- **Task objective**
Copy word for word the lines below that start at the line containing "Return one point per instance of the wooden" and end at the line containing "Return one point per instance of the window in", with both of those lines included.

- **Data to use**
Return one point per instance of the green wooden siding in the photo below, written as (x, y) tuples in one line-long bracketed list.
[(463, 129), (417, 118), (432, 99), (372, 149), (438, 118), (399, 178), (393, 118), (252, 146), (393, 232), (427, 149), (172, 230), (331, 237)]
* * *
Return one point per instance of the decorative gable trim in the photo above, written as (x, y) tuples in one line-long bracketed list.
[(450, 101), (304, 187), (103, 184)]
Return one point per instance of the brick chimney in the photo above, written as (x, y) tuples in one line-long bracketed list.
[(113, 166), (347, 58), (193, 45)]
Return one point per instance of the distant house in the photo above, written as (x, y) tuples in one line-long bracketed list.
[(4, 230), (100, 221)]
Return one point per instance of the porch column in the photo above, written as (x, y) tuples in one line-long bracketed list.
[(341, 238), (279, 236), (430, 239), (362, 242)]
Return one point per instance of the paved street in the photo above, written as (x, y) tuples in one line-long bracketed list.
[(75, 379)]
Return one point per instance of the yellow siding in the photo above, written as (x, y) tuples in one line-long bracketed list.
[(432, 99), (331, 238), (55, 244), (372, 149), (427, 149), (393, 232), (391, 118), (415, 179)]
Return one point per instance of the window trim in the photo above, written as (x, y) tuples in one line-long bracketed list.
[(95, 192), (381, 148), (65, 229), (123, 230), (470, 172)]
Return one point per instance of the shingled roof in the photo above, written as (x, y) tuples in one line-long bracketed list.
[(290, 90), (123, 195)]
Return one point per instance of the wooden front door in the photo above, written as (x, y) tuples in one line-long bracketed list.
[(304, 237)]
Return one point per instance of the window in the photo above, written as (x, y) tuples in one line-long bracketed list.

- **The solution**
Return one point per instance of the wooden front door in the photo above, written as (x, y) tuples in one line-long bracketed list.
[(304, 237)]
Return one point per instance of the window in the photo above, written as (x, y) tuples in one line-long bracketed list.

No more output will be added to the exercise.